TAREA ASIGNADA 1 —
Presenta como una lista JSON de cadenas, una por línea y sin las líneas en blanco, el tramo de los registros que comienza en la línea que contiene "Provide the mask of every instance of the black" y termina en la que contiene "234 158 L 234", ambas incluidas.

FRAGMENTO PROPORCIONADO —
-- -- --
Si Borges era capaz de decir esa solemne profesión de fe y esa broma desenfadada en el velatorio de su madre, era capaz de decir cualquier cosa, a cualquiera, en cualquier lugar y circunstancia. Y, efectivamente, era uno de los rasgos de su personalidad; no el único, ciertamente, pero sí un rasgo visible, que procedía de una cierta timidez que hacía de él alguien huidizo y burlón.
Es precisamente por esto que me ha extrañado el procedimiento de Mons. Aguer en su nota de CRITERIO Nº 2422, de enero y febrero, titulada “Las posiciones religiosas de Borges”. Él dice que intenta comprender esas posiciones religiosas (“confesiones” y “definiciones”, las llama), entre las que sobresale, según él, “su distancia respecto del catolicismo”, y lo hace sobre todo a partir de unas diez o doce frases sueltas del poeta, dichas en alguna entrevista o surgidas en medio de anécdotas familiares. (1)
-- -- --
MATERIALES DEL EJERCICIO —
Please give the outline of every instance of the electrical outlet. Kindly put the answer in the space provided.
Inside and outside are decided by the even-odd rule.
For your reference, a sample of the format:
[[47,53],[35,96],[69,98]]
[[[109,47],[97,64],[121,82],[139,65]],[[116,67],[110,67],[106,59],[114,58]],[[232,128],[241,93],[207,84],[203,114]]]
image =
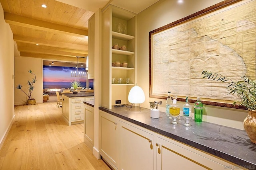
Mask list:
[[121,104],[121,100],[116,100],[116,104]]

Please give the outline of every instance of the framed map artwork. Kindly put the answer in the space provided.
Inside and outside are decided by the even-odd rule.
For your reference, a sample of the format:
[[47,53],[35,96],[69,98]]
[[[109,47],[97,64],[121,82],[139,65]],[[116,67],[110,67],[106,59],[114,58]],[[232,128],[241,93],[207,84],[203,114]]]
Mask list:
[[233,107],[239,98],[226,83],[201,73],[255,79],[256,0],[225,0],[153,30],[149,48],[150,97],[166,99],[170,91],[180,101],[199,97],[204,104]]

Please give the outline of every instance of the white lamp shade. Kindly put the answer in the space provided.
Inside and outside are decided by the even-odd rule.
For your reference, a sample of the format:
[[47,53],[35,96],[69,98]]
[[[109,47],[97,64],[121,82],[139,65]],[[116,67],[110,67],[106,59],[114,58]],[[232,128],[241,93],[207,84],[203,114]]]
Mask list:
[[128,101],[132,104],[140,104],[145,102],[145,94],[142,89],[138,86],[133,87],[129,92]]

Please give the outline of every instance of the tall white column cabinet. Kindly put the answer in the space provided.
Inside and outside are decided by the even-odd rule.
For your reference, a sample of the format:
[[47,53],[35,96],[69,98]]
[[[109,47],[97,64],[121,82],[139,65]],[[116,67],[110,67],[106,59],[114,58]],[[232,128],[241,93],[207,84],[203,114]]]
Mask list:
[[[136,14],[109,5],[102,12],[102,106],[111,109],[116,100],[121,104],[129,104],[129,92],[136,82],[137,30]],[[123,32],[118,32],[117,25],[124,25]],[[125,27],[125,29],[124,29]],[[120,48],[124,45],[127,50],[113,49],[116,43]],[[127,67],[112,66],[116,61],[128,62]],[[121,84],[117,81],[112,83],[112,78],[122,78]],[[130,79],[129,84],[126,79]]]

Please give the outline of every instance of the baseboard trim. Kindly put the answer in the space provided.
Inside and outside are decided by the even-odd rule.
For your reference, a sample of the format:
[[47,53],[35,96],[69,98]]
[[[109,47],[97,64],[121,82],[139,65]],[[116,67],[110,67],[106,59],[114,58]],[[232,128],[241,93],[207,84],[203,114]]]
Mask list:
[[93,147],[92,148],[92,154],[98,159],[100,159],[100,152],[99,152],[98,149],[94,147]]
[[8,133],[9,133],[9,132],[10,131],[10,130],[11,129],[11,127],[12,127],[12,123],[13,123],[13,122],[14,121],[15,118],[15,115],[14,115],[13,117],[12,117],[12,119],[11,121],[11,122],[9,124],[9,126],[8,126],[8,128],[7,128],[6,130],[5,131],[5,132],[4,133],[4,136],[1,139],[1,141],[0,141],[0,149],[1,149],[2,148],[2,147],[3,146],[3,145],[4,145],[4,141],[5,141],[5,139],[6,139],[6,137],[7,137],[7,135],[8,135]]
-- -- --
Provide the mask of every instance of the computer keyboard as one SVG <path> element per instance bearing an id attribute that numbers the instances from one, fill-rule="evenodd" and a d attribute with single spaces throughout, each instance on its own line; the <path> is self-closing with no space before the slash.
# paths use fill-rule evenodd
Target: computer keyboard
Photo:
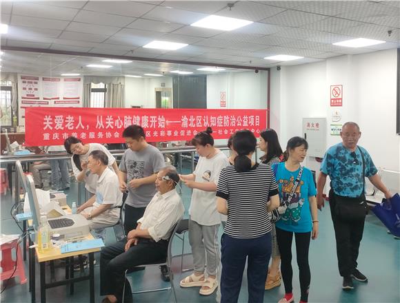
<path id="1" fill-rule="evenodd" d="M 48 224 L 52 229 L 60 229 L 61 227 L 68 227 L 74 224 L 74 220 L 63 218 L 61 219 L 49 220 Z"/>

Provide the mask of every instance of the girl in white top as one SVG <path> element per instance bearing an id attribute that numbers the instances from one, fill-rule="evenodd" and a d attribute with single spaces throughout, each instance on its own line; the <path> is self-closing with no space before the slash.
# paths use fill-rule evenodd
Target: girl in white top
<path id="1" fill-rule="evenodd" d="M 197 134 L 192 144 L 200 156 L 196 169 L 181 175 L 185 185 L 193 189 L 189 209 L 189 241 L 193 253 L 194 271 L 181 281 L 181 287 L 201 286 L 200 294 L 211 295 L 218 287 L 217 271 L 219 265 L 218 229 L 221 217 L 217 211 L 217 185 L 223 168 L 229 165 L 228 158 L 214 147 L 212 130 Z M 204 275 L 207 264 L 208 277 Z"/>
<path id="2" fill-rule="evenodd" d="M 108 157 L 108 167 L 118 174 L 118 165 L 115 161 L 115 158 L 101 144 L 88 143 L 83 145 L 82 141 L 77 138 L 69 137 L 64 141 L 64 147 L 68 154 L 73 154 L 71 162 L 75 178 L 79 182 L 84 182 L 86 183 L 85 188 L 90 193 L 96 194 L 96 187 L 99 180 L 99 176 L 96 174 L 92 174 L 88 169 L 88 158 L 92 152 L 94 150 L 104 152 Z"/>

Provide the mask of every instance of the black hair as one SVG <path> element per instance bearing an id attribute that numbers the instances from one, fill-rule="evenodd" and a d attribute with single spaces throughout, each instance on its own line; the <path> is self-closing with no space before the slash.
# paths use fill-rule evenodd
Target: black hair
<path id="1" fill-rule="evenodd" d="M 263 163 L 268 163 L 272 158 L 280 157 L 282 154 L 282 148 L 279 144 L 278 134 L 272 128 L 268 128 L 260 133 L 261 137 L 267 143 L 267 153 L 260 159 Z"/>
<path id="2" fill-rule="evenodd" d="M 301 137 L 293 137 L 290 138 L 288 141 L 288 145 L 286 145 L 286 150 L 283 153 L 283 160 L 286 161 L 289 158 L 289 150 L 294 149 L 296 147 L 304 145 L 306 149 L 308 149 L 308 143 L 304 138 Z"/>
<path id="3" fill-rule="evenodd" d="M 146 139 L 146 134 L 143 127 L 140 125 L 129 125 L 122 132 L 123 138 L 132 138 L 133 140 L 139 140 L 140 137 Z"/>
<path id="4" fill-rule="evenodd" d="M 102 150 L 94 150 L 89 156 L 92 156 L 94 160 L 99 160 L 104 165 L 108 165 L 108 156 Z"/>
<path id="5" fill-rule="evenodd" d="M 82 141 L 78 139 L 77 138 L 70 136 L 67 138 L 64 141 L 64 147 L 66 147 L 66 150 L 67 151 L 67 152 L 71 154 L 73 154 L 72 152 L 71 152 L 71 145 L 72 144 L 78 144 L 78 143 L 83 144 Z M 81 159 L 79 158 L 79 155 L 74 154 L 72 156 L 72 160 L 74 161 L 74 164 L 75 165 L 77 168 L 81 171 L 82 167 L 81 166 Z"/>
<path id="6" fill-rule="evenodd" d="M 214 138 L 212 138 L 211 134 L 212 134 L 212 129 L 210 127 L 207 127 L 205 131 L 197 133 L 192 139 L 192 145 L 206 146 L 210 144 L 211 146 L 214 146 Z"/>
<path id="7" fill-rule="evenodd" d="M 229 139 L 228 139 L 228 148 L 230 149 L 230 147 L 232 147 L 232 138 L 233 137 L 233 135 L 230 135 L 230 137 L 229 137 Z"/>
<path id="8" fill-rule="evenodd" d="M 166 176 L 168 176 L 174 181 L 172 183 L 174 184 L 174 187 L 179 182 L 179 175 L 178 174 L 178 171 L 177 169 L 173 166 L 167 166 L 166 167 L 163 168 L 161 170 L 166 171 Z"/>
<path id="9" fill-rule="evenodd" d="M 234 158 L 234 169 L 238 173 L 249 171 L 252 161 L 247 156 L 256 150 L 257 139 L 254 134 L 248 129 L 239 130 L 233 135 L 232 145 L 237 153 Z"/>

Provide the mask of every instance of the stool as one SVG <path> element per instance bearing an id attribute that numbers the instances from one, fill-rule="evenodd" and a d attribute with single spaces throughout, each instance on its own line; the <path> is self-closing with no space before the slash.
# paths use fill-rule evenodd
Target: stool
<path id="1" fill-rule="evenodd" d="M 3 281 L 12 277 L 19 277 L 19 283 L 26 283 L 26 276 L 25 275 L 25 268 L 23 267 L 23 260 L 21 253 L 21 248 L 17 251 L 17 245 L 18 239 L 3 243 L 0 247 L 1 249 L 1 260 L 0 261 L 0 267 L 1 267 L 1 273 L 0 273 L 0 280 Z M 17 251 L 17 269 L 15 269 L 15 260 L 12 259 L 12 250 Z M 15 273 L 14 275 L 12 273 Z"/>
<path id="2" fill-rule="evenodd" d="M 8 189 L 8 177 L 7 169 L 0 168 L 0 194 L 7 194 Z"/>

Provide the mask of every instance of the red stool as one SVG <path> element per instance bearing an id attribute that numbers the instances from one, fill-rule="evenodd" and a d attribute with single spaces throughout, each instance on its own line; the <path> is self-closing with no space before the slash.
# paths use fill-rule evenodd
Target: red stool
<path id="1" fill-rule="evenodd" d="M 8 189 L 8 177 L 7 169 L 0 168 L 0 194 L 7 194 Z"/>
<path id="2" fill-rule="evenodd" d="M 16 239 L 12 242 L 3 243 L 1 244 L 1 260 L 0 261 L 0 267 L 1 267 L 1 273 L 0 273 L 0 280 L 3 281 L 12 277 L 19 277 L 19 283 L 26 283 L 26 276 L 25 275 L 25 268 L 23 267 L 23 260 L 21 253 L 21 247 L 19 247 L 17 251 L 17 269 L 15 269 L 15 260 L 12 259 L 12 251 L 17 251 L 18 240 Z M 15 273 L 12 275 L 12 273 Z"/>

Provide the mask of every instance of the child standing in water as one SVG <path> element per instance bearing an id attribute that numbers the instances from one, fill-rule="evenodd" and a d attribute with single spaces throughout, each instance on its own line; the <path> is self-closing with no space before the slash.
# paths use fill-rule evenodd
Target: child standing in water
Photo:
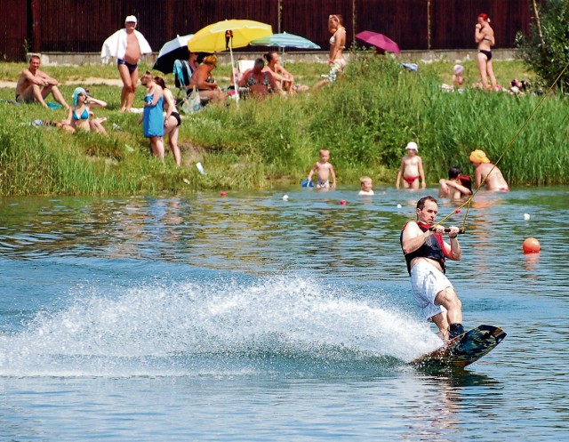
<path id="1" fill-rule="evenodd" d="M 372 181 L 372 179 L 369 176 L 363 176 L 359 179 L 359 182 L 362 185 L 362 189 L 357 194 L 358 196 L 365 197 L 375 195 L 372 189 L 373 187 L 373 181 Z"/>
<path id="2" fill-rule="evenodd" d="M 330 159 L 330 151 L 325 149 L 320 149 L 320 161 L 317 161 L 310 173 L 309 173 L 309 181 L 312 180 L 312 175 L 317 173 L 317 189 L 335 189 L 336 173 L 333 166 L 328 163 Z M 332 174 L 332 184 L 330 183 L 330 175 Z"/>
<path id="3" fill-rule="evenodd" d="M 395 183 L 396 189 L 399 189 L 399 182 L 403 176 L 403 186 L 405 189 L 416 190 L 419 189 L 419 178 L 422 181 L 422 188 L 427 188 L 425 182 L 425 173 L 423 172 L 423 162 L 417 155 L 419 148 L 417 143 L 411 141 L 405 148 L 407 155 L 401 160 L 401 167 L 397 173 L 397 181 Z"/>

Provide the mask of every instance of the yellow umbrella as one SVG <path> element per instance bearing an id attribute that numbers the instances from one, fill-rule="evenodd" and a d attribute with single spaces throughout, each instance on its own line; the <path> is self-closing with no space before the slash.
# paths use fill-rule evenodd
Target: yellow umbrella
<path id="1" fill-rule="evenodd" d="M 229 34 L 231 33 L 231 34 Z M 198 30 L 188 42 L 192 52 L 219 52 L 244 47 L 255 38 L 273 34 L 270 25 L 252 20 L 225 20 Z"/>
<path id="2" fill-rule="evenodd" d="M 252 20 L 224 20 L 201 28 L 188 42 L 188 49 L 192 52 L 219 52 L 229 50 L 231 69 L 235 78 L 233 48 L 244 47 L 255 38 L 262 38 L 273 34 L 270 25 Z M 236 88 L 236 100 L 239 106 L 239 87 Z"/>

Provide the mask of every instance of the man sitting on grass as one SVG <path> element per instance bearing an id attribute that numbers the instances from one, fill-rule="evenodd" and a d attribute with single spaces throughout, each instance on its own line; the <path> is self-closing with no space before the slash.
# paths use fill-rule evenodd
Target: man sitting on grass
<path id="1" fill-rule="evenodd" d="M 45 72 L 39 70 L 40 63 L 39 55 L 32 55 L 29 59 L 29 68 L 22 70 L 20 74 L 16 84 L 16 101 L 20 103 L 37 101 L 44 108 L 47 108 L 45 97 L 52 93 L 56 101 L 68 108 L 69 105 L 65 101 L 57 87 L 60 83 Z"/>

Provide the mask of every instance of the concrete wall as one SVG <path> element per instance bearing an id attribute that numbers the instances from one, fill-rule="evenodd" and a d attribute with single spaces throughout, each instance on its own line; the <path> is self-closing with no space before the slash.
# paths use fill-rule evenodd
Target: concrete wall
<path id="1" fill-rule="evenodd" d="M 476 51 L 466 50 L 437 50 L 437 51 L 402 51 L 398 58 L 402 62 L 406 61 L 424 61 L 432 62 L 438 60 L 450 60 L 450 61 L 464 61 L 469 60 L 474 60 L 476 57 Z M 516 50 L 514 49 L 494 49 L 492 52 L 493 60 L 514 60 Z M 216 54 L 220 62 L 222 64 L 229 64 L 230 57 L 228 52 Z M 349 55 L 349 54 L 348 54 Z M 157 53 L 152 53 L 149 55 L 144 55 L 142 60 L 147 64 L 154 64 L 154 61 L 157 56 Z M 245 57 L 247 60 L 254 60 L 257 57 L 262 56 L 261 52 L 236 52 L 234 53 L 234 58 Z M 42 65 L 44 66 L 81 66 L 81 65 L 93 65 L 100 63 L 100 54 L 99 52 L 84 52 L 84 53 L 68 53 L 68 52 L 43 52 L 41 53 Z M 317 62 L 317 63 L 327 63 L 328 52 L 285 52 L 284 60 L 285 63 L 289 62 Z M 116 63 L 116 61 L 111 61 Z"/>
-- -- --
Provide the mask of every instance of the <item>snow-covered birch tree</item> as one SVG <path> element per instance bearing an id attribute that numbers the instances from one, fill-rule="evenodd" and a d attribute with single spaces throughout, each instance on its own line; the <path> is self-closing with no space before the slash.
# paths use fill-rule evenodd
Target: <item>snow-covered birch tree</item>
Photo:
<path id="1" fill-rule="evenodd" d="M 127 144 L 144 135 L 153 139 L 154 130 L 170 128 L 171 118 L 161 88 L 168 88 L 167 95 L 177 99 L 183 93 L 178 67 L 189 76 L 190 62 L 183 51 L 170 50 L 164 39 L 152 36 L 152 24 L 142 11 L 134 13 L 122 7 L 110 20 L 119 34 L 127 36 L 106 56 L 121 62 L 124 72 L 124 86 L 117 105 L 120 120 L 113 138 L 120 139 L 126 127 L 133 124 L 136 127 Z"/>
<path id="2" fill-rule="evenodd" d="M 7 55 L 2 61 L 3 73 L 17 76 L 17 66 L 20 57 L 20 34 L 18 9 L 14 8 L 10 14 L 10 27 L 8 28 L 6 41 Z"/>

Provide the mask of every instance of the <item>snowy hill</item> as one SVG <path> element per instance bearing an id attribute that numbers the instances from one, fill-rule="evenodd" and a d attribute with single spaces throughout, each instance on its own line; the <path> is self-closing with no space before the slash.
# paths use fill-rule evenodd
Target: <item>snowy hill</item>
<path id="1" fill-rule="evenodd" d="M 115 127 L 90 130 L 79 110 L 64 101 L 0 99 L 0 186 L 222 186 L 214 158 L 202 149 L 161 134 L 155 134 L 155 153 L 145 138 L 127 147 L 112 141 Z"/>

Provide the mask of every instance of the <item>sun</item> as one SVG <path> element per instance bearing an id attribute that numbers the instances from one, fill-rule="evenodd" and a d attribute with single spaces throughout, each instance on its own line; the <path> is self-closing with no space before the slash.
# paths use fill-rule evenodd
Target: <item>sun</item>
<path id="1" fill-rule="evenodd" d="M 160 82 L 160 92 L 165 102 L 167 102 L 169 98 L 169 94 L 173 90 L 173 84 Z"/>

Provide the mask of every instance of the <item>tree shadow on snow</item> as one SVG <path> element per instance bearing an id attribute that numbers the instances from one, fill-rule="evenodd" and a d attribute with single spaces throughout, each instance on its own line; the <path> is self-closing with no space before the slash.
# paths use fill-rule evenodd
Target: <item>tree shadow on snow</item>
-- -- --
TAREA ASIGNADA 2 —
Reproduce fielmente el pasaje del fragmento sobre Borges que empieza en las palabras "Si Borges era" y concluye con "huidizo y burlón.".

RESULTADO 1 —
[
  "Provide the mask of every instance of the black hair as one SVG <path> element per instance bearing an id attribute that numbers the instances from one, fill-rule=\"evenodd\" and a d attribute with single spaces throughout, each instance on its own line; the <path> is self-closing with no space before the slash.",
  "# paths use fill-rule evenodd",
  "Target: black hair",
  "<path id=\"1\" fill-rule=\"evenodd\" d=\"M 263 163 L 268 163 L 272 158 L 280 157 L 282 154 L 282 148 L 279 144 L 278 134 L 272 128 L 268 128 L 260 133 L 261 137 L 267 143 L 267 153 L 260 159 Z\"/>",
  "<path id=\"2\" fill-rule=\"evenodd\" d=\"M 301 137 L 293 137 L 290 138 L 288 141 L 288 145 L 286 145 L 286 150 L 283 153 L 283 160 L 286 161 L 289 158 L 289 150 L 294 149 L 296 147 L 304 145 L 306 149 L 308 149 L 308 143 L 304 138 Z\"/>",
  "<path id=\"3\" fill-rule=\"evenodd\" d=\"M 146 139 L 146 134 L 143 127 L 140 125 L 129 125 L 122 132 L 123 138 L 132 138 L 133 140 L 139 140 L 140 137 Z\"/>",
  "<path id=\"4\" fill-rule=\"evenodd\" d=\"M 102 150 L 94 150 L 89 156 L 92 156 L 94 160 L 99 160 L 104 165 L 108 165 L 108 156 Z\"/>",
  "<path id=\"5\" fill-rule=\"evenodd\" d=\"M 82 141 L 78 139 L 77 138 L 70 136 L 67 138 L 64 141 L 64 147 L 66 147 L 66 150 L 67 151 L 67 152 L 71 154 L 73 154 L 72 152 L 71 152 L 71 145 L 72 144 L 78 144 L 78 143 L 83 144 Z M 81 159 L 79 158 L 79 155 L 74 154 L 72 156 L 72 160 L 74 161 L 74 164 L 75 165 L 77 168 L 81 171 L 82 167 L 81 166 Z\"/>",
  "<path id=\"6\" fill-rule=\"evenodd\" d=\"M 214 138 L 212 138 L 211 134 L 212 134 L 212 129 L 210 127 L 207 127 L 205 131 L 197 133 L 192 139 L 192 145 L 206 146 L 210 144 L 211 146 L 214 146 Z\"/>",
  "<path id=\"7\" fill-rule=\"evenodd\" d=\"M 229 139 L 228 139 L 228 148 L 230 149 L 230 147 L 232 147 L 232 138 L 233 137 L 233 135 L 230 135 L 230 137 L 229 137 Z\"/>",
  "<path id=\"8\" fill-rule=\"evenodd\" d=\"M 166 176 L 168 176 L 174 181 L 172 183 L 174 184 L 174 187 L 179 182 L 179 175 L 178 174 L 178 171 L 177 169 L 173 166 L 167 166 L 166 167 L 163 168 L 161 170 L 166 171 Z\"/>",
  "<path id=\"9\" fill-rule=\"evenodd\" d=\"M 234 158 L 234 169 L 238 173 L 249 171 L 252 161 L 247 156 L 256 150 L 257 139 L 254 134 L 248 129 L 239 130 L 233 135 L 232 145 L 237 153 Z\"/>"
]

RESULTADO 2 —
Si Borges era capaz de decir esa solemne profesión de fe y esa broma desenfadada en el velatorio de su madre, era capaz de decir cualquier cosa, a cualquiera, en cualquier lugar y circunstancia. Y, efectivamente, era uno de los rasgos de su personalidad; no el único, ciertamente, pero sí un rasgo visible, que procedía de una cierta timidez que hacía de él alguien huidizo y burlón.